- **WRITTEN TASK**
Write out, character for character, the lines from the one containing "point: tomato slice" through the final line of the records below, including both ends.

━━ DATA SECTION ━━

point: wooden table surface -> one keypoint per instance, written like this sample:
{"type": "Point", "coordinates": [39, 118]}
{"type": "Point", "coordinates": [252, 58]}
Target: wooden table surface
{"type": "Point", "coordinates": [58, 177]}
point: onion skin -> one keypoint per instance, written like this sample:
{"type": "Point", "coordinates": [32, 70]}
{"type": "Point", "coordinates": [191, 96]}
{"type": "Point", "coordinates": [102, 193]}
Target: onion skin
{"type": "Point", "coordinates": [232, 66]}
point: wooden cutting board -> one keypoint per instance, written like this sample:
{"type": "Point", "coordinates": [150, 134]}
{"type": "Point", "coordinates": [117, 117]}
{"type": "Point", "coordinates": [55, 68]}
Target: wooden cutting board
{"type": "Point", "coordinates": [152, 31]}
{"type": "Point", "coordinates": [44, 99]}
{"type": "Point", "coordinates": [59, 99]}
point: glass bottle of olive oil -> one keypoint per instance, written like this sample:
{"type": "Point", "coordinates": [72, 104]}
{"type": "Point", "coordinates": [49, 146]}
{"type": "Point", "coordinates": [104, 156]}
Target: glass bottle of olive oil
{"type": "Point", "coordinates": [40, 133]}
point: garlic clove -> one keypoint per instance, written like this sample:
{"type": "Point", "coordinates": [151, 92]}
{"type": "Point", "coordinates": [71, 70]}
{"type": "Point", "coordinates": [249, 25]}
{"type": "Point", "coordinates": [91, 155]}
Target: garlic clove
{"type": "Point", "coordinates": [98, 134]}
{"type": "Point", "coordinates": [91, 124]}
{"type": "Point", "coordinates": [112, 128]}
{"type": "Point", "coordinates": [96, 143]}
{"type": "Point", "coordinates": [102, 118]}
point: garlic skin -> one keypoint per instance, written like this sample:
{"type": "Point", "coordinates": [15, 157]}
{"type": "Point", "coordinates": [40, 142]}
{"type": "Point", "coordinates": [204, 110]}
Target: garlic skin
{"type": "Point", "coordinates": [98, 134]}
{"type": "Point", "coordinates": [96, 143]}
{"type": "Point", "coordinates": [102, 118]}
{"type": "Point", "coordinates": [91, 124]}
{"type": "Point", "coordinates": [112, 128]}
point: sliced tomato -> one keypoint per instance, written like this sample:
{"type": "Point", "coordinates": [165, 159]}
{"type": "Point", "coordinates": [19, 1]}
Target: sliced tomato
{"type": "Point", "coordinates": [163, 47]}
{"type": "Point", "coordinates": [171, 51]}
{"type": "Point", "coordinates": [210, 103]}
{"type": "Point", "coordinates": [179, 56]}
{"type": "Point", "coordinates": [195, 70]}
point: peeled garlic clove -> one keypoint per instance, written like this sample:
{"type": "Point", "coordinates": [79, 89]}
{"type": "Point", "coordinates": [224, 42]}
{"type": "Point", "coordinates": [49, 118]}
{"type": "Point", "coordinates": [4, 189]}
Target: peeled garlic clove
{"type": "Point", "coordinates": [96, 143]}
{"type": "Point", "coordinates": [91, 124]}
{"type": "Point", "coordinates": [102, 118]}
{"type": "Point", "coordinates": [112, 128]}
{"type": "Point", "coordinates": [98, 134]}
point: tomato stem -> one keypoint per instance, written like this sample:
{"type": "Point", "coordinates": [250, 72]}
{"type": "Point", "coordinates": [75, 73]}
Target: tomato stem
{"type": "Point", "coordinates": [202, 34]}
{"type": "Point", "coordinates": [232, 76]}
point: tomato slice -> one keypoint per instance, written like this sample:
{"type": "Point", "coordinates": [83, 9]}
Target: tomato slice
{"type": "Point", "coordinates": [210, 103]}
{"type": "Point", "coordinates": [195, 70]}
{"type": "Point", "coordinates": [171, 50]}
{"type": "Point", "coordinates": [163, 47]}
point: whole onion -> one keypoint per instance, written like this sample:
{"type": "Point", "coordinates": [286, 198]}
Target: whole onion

━━━

- **ANSWER TO THIS TASK**
point: tomato slice -> one keypoint per instance, written like this sample:
{"type": "Point", "coordinates": [83, 9]}
Target: tomato slice
{"type": "Point", "coordinates": [210, 103]}
{"type": "Point", "coordinates": [195, 70]}
{"type": "Point", "coordinates": [171, 50]}
{"type": "Point", "coordinates": [163, 47]}
point: whole onion -> one keypoint per instance, written like this sample:
{"type": "Point", "coordinates": [286, 198]}
Target: whole onion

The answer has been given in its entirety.